GIVEN INSTRUCTION
Count the lines in the entries below that contain the word "blurred" and give only that number.

MATERIAL FOR THIS TASK

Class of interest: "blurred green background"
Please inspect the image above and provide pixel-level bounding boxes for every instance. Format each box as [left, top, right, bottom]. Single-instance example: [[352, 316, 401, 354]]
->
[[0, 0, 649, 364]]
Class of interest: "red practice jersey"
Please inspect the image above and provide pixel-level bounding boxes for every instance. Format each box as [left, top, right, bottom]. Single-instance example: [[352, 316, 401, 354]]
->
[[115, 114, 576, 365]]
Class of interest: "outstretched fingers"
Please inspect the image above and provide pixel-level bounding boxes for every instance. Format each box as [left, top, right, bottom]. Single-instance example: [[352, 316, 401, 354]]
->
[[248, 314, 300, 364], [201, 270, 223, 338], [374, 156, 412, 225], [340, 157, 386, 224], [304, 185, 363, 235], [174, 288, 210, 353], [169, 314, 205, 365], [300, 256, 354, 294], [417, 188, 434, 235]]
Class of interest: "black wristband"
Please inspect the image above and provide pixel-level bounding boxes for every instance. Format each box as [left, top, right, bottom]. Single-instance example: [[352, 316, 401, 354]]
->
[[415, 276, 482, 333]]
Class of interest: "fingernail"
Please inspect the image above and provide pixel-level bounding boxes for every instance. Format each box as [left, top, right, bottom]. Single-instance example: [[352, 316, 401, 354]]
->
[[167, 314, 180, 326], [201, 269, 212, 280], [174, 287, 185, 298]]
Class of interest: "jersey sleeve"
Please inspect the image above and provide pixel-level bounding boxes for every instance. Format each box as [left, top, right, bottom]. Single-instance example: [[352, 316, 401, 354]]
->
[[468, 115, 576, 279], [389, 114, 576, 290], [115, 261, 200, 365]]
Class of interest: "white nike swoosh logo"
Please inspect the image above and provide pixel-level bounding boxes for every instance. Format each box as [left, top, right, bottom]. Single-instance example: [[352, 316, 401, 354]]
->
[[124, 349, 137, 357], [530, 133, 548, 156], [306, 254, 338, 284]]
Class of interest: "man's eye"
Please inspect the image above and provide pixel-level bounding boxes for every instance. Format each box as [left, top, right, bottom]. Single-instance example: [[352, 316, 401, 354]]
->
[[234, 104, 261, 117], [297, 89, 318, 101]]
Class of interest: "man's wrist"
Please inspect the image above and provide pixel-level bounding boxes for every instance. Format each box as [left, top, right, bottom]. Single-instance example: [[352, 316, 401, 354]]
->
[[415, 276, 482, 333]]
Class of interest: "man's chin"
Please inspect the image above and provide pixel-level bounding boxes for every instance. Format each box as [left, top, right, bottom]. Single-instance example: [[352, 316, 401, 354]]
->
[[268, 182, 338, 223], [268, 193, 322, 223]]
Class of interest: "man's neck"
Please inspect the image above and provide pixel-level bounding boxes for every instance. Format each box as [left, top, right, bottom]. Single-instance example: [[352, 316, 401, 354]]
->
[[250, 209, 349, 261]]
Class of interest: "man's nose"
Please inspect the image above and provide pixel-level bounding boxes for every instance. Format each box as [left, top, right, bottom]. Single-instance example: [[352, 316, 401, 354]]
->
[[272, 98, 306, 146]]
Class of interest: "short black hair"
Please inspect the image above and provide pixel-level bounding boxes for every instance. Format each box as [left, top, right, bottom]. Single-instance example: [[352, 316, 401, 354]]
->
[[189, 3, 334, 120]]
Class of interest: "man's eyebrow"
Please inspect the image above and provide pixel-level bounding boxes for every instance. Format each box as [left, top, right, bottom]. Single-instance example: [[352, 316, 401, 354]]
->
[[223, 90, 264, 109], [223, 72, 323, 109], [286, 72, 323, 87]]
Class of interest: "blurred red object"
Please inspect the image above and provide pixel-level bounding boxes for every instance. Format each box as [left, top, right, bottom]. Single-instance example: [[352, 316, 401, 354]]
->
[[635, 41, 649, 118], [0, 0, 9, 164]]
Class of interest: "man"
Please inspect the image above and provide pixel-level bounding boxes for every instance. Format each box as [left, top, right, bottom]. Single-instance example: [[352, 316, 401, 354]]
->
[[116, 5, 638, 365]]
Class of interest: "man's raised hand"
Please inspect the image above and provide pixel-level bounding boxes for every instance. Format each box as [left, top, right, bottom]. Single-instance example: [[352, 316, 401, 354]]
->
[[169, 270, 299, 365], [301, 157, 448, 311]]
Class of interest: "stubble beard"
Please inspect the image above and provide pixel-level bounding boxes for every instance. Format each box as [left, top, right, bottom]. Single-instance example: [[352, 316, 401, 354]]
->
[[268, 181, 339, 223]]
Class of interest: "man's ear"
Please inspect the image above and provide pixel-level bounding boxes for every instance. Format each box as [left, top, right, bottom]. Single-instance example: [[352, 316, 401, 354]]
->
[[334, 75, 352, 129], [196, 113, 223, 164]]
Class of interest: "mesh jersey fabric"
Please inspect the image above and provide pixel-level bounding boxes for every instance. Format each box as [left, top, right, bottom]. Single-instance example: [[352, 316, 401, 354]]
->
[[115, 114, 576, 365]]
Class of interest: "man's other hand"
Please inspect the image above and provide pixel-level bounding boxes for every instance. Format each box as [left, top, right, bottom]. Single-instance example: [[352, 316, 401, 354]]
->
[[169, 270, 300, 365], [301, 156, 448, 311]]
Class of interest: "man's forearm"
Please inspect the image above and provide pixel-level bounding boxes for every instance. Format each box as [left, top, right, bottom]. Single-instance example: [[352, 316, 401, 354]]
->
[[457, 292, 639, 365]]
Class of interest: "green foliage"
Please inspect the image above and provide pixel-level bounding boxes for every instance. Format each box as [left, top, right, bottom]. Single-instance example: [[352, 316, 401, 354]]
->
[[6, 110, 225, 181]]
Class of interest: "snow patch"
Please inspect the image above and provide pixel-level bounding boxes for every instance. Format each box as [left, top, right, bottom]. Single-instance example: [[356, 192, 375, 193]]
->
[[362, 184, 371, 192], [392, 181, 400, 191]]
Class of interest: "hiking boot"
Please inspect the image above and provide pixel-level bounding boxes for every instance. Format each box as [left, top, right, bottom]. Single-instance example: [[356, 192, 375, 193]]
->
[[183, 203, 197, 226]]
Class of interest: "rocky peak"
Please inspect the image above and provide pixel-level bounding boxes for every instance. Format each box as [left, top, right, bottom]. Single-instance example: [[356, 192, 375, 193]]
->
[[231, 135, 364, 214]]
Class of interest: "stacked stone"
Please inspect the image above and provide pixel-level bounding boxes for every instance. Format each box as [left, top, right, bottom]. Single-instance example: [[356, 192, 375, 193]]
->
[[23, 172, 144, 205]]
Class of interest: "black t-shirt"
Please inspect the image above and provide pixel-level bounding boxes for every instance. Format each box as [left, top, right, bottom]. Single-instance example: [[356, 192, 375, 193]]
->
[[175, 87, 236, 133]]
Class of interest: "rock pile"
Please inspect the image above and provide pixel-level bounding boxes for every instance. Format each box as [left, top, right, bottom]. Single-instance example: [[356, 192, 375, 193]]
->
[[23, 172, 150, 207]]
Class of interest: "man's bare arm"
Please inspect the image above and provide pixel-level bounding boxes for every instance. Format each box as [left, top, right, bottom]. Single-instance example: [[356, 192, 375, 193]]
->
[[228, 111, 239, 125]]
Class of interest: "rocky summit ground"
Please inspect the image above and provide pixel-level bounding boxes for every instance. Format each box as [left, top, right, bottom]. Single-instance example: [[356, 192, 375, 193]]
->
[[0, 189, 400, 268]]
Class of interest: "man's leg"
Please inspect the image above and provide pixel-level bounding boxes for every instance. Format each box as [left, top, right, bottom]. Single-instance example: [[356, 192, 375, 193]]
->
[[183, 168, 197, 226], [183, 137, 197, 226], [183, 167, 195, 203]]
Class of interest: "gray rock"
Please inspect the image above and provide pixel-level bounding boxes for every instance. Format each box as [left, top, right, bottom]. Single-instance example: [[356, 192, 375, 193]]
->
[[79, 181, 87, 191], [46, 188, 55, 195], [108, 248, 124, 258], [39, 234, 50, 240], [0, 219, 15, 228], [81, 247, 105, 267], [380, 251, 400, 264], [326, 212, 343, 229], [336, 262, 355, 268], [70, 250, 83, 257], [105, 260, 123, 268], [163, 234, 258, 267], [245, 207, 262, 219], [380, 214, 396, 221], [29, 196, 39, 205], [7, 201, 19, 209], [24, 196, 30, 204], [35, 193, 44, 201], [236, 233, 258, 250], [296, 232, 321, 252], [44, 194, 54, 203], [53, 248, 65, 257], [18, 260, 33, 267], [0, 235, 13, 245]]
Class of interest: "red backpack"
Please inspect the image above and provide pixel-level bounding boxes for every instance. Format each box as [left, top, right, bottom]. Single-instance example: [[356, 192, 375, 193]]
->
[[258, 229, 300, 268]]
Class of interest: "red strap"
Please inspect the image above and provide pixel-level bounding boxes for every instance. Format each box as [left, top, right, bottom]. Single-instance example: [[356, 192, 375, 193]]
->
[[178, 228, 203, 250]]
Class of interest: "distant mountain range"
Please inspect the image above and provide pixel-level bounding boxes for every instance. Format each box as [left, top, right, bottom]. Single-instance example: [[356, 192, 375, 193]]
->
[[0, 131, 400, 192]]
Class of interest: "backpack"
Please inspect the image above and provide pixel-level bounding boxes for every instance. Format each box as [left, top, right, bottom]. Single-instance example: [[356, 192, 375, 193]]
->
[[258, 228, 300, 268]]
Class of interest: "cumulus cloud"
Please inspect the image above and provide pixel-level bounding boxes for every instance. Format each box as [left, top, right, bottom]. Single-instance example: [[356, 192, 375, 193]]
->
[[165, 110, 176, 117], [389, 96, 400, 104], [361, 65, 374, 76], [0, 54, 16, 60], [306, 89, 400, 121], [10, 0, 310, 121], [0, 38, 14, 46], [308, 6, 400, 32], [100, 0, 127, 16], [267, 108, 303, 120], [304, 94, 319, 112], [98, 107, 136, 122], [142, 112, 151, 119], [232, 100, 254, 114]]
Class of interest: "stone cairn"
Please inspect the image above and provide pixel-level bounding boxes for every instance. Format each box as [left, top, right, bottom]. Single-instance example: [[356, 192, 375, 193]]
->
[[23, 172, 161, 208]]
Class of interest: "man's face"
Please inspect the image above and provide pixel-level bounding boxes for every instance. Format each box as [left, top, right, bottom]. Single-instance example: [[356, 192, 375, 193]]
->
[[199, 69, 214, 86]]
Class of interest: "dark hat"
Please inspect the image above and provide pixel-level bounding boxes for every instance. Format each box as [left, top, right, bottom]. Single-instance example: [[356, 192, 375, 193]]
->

OUTPUT FOR THIS TASK
2